╭─ EXCERPT PROVIDED

Student Profile: An HPU Freshman Races After A Dream

In his second-floor room at Blessing Hall, Tate Fogleman sees every day a poster of a white Chevrolet Silverado with the No. 20 across its side.

That one image helps Fogleman stay focused and think about his future.

Fogleman wants to go pro.

Fogleman is an HPU freshman and a business major. He’s also a third-generation race car driver from North Carolina who has done incredibly well.

Fogleman, 18, has been racing since he was 12. By age 13, he was racing on the weekends up and down the East Coast. That frenetic lifestyle caused him to grow up quick.

He’s won races, competed in races nationwide, and become the youngest champion of a particular racing series at the age of 15.

He’s like a blue-chip prospect in basketball, baseball or football. He does have the talent. And like a minor-league baseball player, he’s already been called up to the major leagues.

In June, he made his debut in the NASCAR Camping World Truck Series at a huge stadium near St. Louis. He raced the truck on his bedroom wall – the white Chevrolet Silverado, No. 20.

To stay in NASCAR, Fogleman has to work at it. He needs sponsors who believe in him – and have the money to back up that support. He knows it could be a long shot. But when disappointment creeps in, he remembers his past and thinks of his future.

“This is something I’ve done since I was a kid,” Fogleman says of racing. “I didn’t go to many parties, and I missed my prom because I raced almost every weekend. But I didn’t do racing because it was fun. I did it because it’s my lifestyle. This is the sport I love.”

 

Racing: A Family Tradition

Fogleman keeps this photo on his iPhone as a reminder of his first years in racing. In this photo, he is no more than 2.

╰─

**WORK TO DO:**
[1] Can you give the passage of the freshman racer profile that opens with the words containing "Fogleman, 18, has" and closes with "Silverado, No. 20.", switching "blue-chip prospect" to "top recruit"?
[2] Will you proceed with the profile of the freshman race car driver, picking up right after its final sentence?

╭─ DATASET CONTENT

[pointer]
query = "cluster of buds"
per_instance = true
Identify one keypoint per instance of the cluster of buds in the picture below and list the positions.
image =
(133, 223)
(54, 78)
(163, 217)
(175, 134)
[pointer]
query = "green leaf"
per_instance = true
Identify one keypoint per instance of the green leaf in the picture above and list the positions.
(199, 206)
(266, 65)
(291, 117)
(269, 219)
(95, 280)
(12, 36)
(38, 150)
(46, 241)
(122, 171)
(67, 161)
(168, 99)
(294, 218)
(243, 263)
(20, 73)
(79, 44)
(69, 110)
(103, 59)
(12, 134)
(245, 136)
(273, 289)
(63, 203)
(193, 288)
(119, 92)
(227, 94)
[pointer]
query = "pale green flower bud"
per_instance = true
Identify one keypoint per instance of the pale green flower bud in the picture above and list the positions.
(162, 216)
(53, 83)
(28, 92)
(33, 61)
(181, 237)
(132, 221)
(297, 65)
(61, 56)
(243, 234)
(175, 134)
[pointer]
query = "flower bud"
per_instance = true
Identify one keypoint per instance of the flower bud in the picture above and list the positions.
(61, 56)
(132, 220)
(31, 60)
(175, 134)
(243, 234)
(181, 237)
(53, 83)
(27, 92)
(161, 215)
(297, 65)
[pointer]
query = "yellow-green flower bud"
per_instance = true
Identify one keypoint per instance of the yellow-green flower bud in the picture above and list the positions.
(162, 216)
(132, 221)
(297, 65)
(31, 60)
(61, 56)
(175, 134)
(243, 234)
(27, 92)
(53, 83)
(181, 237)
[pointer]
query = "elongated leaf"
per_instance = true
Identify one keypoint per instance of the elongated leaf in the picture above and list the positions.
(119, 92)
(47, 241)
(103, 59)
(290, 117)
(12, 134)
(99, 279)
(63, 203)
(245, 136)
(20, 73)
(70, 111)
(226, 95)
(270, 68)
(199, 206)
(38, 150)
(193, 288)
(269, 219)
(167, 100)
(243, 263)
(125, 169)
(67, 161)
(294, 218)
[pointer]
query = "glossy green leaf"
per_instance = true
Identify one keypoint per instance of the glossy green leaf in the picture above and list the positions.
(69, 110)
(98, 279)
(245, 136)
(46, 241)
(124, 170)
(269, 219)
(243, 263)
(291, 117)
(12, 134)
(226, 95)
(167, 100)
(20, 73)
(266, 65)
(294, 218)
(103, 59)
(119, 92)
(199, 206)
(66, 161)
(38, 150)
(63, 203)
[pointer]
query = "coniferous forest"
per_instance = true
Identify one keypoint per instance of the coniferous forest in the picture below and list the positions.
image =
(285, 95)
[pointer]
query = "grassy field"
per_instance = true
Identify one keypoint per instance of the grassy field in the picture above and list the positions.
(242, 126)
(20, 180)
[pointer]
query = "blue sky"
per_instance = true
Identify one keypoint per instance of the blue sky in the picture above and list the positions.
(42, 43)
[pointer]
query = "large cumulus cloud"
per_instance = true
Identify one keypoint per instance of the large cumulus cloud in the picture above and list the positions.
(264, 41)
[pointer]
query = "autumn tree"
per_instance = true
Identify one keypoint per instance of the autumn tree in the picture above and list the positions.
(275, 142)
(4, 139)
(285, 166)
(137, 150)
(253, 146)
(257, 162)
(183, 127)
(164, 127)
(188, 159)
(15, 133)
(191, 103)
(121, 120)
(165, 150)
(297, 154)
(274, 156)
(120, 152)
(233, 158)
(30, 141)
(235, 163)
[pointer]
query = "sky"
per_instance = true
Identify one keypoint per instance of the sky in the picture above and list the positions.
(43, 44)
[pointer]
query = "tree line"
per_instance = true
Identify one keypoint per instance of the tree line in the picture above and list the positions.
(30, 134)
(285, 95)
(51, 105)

╰─
╭─ DATASET CONTENT

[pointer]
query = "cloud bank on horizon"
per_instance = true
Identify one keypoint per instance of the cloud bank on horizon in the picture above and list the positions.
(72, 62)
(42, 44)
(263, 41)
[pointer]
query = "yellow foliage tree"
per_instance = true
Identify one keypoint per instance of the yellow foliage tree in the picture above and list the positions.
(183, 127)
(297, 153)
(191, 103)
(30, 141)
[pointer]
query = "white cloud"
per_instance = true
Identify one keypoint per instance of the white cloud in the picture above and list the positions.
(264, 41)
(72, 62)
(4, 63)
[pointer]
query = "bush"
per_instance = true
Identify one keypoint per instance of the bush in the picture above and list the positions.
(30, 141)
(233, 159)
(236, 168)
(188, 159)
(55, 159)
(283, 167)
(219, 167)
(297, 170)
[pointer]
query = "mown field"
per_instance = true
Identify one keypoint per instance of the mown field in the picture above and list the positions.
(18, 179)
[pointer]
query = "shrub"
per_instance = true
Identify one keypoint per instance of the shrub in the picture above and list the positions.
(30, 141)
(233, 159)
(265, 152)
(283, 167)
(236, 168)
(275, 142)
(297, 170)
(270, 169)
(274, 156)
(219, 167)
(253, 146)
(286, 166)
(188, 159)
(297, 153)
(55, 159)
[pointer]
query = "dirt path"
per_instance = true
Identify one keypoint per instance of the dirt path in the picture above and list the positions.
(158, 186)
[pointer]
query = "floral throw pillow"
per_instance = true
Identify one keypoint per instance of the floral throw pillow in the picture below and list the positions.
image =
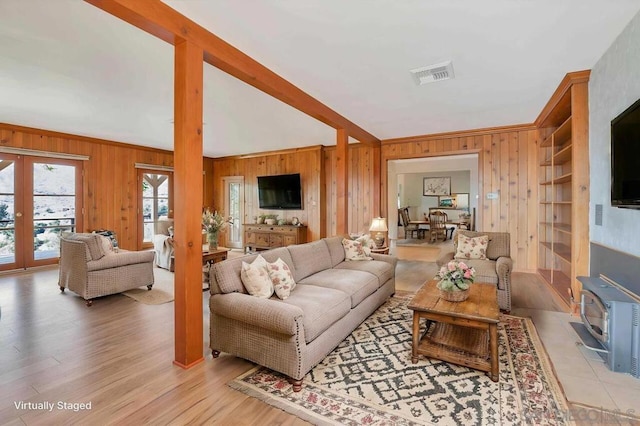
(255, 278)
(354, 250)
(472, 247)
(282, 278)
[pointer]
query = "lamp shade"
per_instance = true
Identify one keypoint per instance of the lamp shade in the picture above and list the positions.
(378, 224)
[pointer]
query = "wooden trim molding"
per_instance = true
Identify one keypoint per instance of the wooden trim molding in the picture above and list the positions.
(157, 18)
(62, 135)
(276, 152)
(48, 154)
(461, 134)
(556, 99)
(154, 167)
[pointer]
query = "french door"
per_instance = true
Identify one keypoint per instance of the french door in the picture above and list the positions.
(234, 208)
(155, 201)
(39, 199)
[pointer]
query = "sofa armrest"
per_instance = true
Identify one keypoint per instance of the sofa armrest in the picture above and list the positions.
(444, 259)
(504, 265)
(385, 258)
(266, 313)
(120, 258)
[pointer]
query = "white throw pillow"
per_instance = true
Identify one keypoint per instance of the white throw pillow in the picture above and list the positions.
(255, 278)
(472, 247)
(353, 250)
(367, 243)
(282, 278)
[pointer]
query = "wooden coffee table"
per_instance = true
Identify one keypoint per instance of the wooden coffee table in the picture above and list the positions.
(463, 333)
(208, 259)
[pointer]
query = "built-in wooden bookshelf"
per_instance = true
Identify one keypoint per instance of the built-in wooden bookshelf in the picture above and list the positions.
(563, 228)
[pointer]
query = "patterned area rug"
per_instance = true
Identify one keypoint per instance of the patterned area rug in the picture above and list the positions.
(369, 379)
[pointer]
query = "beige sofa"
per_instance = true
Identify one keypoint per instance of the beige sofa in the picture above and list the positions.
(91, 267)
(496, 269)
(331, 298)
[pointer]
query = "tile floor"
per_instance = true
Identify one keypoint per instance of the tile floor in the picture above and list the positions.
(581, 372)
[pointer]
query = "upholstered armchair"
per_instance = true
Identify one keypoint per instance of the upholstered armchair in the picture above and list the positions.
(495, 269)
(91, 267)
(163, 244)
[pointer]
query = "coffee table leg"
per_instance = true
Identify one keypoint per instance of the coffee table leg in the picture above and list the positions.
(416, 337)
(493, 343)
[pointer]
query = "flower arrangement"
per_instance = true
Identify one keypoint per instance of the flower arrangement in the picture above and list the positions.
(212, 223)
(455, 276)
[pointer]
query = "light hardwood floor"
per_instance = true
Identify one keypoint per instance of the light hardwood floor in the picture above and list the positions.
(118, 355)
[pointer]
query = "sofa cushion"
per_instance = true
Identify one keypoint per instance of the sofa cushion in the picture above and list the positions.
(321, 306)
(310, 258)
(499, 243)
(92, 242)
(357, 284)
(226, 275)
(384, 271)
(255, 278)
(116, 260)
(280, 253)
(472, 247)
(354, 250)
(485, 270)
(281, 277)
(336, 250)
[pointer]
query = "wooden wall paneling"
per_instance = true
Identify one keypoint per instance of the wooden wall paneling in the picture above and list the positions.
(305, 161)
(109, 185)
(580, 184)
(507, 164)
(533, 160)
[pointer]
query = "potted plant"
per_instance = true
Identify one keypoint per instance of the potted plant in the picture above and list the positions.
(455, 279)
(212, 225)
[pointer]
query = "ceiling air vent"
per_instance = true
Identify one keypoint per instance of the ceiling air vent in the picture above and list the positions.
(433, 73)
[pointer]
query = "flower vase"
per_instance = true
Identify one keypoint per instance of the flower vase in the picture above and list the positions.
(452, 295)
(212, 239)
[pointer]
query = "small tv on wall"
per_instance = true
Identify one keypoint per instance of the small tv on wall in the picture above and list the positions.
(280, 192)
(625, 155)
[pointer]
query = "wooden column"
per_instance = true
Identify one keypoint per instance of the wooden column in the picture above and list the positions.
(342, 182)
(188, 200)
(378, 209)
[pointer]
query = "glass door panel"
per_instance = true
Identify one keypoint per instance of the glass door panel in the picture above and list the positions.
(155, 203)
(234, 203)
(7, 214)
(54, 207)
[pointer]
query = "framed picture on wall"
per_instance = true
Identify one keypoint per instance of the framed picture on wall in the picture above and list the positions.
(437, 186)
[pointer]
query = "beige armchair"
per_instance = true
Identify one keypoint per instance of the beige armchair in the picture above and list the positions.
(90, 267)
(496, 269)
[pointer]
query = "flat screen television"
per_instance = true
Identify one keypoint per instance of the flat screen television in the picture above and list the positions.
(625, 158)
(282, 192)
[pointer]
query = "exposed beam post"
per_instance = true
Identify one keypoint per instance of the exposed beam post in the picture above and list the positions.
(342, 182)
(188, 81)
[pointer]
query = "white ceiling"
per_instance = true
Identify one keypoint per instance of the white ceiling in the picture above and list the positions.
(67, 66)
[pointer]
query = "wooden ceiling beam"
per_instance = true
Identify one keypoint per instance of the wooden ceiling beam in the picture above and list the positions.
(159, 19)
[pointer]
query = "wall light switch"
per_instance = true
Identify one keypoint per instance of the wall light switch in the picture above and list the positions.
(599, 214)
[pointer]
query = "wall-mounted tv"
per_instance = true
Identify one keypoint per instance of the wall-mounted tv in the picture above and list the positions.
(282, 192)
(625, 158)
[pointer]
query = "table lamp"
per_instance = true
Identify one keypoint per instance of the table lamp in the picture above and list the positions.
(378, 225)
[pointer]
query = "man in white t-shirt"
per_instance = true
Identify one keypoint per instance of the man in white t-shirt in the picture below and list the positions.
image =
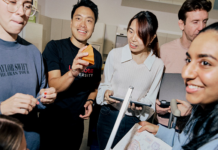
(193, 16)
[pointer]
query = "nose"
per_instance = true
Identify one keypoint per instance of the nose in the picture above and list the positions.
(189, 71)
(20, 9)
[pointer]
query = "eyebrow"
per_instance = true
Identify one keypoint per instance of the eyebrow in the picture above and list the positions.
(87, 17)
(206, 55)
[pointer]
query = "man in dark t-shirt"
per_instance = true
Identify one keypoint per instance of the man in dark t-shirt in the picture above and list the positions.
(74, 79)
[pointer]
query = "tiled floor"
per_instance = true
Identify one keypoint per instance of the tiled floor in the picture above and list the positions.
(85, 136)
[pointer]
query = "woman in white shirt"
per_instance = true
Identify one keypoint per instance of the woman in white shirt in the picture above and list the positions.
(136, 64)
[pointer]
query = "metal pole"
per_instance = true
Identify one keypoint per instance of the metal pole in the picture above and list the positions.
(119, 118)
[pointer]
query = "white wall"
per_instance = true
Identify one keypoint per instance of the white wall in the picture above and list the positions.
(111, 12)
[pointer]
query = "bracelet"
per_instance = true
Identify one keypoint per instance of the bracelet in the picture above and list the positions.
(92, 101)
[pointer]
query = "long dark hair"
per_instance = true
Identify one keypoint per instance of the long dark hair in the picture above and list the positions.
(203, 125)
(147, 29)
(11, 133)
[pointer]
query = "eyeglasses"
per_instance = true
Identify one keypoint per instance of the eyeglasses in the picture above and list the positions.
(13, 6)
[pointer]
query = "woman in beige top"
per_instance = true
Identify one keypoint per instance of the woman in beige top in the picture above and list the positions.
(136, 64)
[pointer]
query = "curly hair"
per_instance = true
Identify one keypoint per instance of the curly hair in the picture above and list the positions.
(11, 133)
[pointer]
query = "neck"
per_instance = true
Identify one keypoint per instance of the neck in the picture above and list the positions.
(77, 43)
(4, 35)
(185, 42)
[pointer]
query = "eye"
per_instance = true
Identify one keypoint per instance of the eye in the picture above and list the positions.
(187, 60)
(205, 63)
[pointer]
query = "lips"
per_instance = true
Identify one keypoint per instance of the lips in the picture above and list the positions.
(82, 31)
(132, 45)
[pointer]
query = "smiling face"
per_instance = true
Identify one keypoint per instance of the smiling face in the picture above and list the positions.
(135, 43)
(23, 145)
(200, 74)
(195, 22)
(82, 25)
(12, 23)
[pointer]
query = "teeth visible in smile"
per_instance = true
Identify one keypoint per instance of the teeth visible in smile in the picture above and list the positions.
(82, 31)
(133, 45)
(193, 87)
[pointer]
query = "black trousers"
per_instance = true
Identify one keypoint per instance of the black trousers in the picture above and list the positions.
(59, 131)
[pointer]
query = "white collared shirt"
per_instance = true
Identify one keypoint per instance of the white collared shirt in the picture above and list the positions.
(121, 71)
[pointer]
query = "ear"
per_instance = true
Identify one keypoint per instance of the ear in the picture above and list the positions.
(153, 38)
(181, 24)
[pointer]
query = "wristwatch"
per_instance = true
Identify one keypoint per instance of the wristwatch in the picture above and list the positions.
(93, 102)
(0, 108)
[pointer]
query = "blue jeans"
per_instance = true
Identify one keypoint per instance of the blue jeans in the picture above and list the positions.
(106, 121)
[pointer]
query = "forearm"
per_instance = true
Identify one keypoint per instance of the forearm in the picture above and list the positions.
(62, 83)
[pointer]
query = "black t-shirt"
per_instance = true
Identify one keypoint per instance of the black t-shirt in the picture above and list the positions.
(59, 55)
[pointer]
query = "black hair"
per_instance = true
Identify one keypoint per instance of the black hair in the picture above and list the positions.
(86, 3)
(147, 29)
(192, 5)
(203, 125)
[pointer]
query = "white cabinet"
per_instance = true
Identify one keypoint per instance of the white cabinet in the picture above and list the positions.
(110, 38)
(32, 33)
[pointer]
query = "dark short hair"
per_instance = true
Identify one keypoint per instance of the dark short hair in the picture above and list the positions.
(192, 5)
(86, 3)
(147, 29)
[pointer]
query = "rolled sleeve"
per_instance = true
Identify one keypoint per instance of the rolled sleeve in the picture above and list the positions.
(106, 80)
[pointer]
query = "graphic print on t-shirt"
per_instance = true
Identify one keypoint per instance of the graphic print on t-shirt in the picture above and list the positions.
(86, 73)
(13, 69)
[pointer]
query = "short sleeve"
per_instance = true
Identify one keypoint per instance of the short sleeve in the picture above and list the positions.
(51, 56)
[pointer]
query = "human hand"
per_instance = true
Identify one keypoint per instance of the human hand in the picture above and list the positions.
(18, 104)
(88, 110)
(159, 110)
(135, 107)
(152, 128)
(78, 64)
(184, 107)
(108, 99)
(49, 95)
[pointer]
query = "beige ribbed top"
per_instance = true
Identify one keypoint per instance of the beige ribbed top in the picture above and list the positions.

╰─
╭─ DATASET CONTENT

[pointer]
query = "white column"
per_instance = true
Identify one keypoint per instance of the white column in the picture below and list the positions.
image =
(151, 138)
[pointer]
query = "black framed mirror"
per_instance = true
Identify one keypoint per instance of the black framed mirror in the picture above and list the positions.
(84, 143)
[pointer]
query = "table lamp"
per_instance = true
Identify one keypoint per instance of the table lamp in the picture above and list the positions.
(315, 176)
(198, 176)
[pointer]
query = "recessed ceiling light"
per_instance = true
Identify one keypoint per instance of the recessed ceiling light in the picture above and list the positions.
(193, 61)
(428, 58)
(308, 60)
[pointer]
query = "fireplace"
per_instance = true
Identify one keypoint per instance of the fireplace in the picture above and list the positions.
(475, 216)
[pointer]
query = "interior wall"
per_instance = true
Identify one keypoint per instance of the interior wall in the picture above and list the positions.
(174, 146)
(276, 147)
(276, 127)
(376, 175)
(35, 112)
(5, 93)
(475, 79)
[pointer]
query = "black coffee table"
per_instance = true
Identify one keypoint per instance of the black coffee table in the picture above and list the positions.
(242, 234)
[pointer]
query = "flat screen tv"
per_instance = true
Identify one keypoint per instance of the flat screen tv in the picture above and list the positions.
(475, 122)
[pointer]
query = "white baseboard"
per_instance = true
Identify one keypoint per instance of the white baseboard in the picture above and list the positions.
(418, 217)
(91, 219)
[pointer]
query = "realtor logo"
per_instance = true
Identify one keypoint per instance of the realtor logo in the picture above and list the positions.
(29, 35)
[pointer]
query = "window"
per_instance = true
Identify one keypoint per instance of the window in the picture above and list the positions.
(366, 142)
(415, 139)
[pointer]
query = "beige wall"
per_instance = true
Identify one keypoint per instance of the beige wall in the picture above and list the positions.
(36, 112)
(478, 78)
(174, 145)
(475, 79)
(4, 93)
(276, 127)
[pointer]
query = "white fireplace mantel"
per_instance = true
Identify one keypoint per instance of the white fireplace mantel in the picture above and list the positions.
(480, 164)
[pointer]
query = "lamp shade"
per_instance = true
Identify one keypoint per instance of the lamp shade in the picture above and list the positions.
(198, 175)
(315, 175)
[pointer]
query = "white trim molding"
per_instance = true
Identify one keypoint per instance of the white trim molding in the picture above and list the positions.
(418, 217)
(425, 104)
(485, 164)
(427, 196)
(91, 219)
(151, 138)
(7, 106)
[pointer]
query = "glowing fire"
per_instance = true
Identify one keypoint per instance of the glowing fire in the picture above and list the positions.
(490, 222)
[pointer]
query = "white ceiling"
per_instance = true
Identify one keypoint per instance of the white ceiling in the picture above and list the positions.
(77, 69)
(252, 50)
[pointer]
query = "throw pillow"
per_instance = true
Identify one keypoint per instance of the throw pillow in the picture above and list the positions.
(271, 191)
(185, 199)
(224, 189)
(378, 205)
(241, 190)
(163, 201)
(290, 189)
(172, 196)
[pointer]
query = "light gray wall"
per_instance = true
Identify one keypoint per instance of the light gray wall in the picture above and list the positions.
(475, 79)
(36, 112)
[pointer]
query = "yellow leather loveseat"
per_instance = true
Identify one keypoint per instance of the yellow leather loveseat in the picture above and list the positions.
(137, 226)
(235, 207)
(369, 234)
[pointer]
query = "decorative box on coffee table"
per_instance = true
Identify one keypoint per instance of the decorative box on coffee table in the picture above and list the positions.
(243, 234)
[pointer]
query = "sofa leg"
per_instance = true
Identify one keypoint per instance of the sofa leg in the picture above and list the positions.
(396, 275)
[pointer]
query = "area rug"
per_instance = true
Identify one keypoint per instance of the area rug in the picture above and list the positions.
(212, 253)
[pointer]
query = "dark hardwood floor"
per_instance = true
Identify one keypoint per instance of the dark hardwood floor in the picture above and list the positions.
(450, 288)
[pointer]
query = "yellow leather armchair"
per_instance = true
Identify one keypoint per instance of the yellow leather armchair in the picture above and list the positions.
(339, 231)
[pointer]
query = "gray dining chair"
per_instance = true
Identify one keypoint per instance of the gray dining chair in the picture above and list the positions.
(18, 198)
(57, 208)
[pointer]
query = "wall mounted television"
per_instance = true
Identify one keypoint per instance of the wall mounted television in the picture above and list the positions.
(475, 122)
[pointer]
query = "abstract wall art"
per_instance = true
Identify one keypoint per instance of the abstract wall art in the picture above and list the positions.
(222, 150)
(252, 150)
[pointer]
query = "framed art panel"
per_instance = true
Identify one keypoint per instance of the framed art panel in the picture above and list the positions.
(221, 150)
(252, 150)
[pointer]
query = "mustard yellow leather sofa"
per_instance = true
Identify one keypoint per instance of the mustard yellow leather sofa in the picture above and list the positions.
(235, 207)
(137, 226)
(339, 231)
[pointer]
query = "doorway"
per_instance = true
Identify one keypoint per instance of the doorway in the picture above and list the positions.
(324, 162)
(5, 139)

╰─

**ANSWERS FOR THE EXERCISE:**
[1]
Fogleman, 18, has been racing since he was 12. By age 13, he was racing on the weekends up and down the East Coast. That frenetic lifestyle caused him to grow up quick.

He’s won races, competed in races nationwide, and become the youngest champion of a particular racing series at the age of 15.

He’s like a top recruit in basketball, baseball or football. He does have the talent. And like a minor-league baseball player, he’s already been called up to the major leagues.

In June, he made his debut in the NASCAR Camping World Truck Series at a huge stadium near St. Louis. He raced the truck on his bedroom wall – the white Chevrolet Silverado, No. 20.

[2]
Fogleman keeps on his iPhone a photo of him at a Pennsylvania racetrack. He’s no more than 2, and he’s climbing out of the driver side door of No. 4. That’s his dad’s car. His dad raced; Fogleman always watched.

Fogleman grew up at race tracks. Engine noise became th e soundtrack of his childhood and the smell of gasoline and burning rubber became as familiar to him as the scent of frying bacon in his grandmother’s kitchen.

 But Fogleman wanted to do more than hear, smell and watch at a race track. He wanted to race. At age 3, that happened.

Sort of.

His parents bought him a peddle car. Fogleman found two chairs, put them across from one another and had them support either end of his peddle car. Fogleman then crawled underneath and acted like a race-car mechanic fine-tuning his machine.

Like grandfather, like father, like son.

“Papa, I want to race,” Fogleman asked his grandfather one day. “Can you build me a car?”

Kent Fogleman built for his only grandson a small stock car. He painted it white with the No. 4 across the side. Fogleman was 7.

Fogleman, in this photo with his father, became the youngest champion at age 15 in the Super Late Model Series, a competition in racetracks up and down the East Coast.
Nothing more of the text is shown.